Records shown section start
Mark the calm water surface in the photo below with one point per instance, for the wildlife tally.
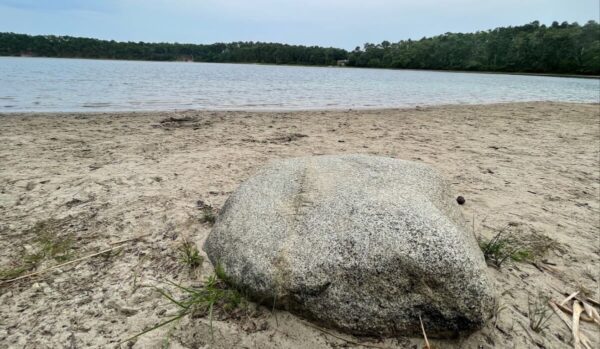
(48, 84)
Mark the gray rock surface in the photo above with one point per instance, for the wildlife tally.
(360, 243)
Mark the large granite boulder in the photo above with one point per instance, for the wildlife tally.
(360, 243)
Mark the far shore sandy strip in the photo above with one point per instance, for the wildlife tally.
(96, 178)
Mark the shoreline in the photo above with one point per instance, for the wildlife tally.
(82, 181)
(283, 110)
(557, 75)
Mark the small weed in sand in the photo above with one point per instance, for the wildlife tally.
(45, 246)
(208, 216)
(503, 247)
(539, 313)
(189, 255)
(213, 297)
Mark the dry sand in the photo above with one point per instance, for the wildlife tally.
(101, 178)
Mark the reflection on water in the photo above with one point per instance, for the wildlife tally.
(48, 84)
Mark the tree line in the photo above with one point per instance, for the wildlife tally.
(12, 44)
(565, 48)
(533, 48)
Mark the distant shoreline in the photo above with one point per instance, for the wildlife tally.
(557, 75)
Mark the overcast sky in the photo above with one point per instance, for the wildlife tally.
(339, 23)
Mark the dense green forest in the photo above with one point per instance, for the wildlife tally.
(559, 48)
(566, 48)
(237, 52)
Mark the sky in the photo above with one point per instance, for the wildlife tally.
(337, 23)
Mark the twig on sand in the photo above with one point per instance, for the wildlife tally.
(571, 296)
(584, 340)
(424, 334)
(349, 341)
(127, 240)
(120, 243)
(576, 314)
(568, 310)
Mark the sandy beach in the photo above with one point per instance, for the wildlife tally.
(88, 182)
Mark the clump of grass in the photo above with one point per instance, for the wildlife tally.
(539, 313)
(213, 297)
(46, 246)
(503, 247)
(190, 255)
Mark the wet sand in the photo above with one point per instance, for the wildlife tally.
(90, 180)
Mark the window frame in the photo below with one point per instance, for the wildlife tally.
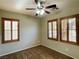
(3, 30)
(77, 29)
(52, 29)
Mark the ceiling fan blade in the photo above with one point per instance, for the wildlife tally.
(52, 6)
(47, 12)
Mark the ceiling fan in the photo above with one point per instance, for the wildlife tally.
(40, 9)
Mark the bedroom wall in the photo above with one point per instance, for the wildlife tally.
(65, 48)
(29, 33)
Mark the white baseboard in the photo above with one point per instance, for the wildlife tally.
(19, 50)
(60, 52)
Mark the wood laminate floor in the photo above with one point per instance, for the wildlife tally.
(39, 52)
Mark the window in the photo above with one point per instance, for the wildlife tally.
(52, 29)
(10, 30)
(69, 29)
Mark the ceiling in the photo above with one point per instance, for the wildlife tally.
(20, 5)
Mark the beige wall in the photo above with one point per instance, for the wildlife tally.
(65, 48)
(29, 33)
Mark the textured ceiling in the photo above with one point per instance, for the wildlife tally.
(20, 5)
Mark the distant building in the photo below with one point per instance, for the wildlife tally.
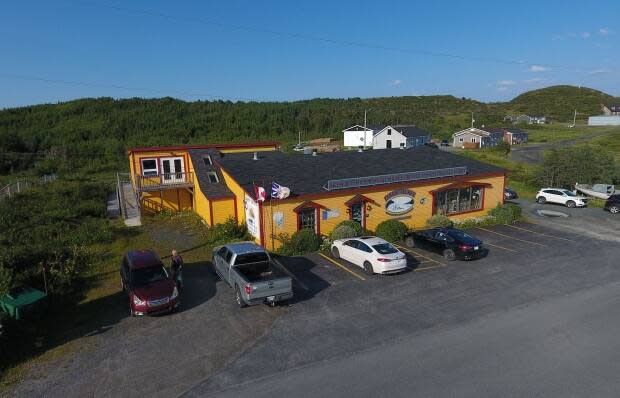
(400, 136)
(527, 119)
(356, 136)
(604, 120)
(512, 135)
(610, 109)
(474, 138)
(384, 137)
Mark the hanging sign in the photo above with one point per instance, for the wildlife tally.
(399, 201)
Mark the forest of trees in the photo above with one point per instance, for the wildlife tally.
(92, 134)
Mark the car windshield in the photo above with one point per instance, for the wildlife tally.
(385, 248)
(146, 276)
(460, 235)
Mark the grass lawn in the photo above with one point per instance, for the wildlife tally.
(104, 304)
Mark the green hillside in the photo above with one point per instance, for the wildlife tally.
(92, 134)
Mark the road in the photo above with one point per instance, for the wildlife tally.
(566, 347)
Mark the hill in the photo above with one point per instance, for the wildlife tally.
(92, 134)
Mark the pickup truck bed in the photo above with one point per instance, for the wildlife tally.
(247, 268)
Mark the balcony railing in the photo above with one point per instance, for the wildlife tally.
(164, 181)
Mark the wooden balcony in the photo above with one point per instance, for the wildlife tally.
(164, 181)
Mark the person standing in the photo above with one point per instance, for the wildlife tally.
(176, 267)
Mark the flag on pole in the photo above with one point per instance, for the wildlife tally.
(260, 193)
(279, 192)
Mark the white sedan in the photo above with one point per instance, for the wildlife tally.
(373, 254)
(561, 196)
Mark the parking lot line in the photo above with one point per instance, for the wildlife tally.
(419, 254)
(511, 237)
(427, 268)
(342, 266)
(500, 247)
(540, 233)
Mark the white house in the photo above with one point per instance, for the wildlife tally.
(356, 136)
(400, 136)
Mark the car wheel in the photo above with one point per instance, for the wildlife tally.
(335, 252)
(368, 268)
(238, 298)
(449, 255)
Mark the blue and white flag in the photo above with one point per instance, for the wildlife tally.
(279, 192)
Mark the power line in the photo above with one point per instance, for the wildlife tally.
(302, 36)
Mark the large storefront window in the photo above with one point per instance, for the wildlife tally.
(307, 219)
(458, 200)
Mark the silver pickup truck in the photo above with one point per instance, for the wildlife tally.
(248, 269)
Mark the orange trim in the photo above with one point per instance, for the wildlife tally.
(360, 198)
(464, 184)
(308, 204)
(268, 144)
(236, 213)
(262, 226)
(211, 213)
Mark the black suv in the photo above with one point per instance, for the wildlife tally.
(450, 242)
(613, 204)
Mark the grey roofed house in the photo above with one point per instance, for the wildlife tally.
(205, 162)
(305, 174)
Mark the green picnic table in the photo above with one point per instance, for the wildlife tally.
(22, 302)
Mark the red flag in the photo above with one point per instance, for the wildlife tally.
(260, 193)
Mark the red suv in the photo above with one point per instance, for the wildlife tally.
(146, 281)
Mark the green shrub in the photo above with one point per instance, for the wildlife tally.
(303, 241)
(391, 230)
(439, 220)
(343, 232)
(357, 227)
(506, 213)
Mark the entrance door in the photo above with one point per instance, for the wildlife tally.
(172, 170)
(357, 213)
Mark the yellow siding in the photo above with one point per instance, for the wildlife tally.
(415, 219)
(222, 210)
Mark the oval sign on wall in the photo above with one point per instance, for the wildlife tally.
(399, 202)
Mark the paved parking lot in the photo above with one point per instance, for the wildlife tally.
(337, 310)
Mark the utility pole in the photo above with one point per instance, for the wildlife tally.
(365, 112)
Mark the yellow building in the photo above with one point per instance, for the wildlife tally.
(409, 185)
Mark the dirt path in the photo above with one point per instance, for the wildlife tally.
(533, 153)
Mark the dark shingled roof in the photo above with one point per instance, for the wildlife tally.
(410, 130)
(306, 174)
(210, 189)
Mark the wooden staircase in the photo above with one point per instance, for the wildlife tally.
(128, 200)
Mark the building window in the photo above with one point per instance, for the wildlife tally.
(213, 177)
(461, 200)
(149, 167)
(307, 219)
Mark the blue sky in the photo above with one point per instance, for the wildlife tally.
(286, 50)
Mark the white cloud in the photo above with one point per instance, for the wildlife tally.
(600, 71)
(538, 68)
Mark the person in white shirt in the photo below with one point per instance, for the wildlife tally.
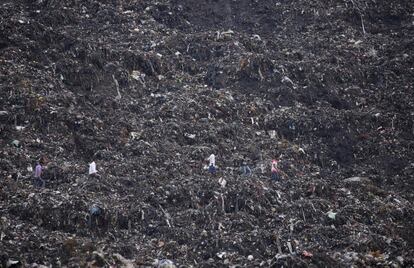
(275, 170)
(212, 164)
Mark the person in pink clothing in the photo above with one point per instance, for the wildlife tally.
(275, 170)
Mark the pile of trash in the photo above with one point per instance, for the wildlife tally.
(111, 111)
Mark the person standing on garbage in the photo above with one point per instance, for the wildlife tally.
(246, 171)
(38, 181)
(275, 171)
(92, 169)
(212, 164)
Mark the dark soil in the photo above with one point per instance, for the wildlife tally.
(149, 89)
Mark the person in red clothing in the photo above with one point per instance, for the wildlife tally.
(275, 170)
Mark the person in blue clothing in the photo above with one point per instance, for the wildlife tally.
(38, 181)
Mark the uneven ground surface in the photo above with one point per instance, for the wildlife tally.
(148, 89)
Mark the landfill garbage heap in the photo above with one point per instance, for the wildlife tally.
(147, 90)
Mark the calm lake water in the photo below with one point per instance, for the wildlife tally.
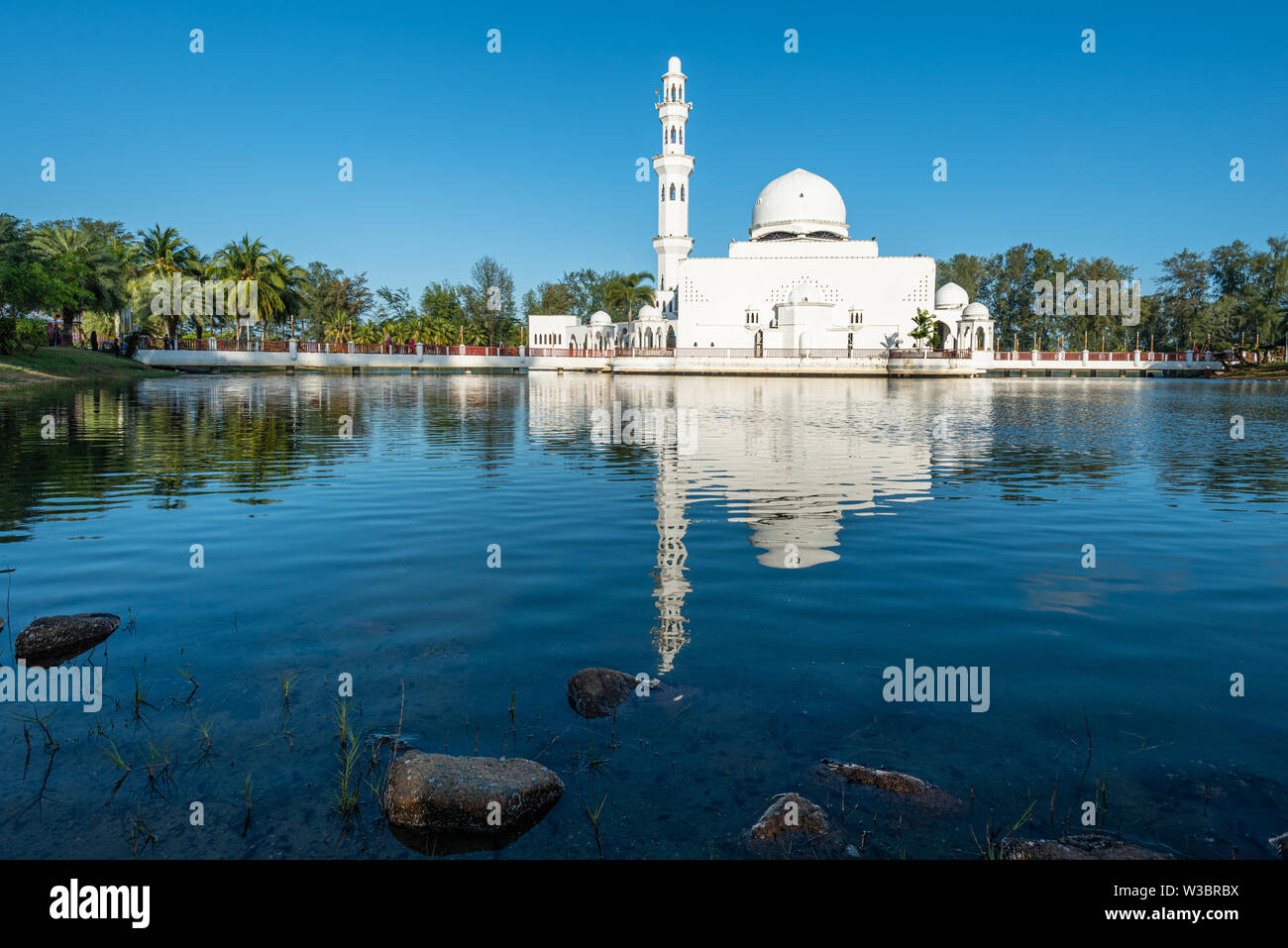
Records shown section end
Records shown section start
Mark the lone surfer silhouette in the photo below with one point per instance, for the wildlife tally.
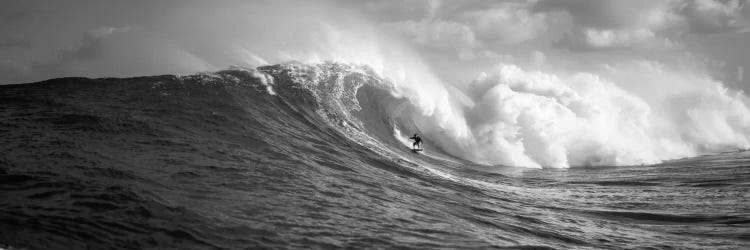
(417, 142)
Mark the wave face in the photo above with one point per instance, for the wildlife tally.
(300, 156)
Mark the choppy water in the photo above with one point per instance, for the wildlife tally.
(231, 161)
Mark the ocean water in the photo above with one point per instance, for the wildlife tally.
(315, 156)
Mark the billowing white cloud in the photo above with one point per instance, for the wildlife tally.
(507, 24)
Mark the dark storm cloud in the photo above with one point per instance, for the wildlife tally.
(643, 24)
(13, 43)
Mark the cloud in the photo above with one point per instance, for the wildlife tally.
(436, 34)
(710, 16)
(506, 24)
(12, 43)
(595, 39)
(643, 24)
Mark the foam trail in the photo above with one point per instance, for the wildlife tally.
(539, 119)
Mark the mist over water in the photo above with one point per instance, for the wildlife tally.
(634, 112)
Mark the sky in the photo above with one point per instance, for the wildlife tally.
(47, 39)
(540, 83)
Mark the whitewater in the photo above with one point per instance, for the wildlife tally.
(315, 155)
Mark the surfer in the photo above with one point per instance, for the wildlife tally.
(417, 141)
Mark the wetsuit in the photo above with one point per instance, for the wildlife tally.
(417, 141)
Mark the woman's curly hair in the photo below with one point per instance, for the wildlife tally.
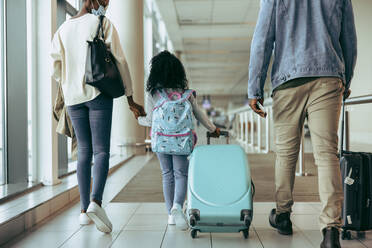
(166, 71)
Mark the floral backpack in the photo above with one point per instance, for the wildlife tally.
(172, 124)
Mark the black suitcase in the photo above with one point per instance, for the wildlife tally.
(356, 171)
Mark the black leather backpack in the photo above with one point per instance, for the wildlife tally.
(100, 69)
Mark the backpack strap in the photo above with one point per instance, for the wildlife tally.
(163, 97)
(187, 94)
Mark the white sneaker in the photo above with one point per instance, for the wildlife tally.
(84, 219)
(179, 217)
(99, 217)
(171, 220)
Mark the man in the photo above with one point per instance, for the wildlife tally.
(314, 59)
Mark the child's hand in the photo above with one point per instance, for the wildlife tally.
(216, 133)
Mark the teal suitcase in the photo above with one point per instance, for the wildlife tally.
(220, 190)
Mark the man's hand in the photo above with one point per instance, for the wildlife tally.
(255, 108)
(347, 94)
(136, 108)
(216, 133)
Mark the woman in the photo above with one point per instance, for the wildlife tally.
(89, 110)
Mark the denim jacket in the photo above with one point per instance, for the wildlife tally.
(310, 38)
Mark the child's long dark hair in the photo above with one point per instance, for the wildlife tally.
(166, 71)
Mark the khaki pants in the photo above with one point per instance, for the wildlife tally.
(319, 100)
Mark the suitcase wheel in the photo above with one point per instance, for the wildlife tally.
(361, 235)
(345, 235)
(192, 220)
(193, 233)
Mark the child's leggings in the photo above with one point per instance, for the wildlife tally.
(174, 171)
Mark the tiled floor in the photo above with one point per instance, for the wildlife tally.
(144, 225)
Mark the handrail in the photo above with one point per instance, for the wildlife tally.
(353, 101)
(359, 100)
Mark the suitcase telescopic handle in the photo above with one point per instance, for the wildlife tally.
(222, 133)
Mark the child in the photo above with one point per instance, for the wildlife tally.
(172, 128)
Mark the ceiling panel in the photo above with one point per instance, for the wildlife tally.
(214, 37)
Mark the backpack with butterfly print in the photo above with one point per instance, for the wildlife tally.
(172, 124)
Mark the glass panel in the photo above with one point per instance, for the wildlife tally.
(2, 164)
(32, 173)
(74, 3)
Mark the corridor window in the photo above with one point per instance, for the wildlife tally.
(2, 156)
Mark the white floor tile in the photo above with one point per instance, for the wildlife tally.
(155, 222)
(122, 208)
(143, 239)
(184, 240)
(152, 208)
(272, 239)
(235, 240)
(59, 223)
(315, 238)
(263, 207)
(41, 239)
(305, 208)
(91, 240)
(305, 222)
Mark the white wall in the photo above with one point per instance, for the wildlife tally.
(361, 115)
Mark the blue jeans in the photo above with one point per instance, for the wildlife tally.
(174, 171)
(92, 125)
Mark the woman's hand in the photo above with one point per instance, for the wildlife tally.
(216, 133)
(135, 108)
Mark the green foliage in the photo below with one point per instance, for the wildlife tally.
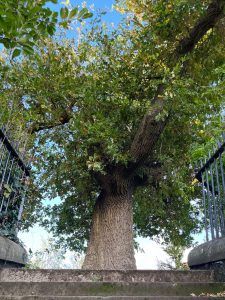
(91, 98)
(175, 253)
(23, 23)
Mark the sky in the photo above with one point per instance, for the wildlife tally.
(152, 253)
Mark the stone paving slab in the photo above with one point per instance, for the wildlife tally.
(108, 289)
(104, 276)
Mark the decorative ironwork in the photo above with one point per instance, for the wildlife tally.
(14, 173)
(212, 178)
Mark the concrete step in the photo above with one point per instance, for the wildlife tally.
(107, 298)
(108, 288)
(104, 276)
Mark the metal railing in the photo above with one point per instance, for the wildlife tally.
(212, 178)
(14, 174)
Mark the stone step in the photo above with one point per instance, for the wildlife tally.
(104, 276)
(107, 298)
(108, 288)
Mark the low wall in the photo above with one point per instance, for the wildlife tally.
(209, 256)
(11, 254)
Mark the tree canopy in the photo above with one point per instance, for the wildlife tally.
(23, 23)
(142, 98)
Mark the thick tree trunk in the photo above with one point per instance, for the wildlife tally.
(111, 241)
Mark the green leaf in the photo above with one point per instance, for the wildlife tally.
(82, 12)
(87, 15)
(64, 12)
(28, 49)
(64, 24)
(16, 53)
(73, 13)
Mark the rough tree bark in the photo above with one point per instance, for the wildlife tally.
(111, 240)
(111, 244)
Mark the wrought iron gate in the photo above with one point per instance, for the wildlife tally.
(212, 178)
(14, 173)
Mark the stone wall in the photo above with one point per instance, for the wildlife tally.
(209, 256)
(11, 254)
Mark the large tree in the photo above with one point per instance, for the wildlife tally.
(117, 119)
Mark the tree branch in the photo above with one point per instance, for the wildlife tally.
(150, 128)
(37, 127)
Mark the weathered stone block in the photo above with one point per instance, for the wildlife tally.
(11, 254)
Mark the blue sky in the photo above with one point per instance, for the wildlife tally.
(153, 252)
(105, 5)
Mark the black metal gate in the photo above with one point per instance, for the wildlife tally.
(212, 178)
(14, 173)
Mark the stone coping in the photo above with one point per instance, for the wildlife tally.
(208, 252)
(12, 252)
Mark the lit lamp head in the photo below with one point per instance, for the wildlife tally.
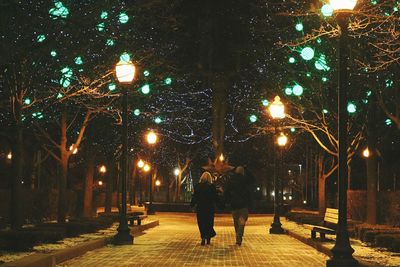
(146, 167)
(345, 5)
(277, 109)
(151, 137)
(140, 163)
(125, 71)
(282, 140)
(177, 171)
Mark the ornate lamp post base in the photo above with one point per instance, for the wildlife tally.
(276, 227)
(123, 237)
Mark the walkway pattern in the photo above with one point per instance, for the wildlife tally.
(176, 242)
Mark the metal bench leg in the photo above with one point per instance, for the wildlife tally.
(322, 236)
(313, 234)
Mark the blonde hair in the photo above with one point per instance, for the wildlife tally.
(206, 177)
Records shown section end
Task to carry out →
Look back at the entries above. Retype the line with "Mark the landfill", the line with "Mark the calm lake", and all lines in between.

Task output →
Mark the landfill garbage heap in the photo above with one point per instance, for the wildlife tally.
(147, 90)
Mark the calm lake water in the photo below with one point per instance, for the wildlife tally.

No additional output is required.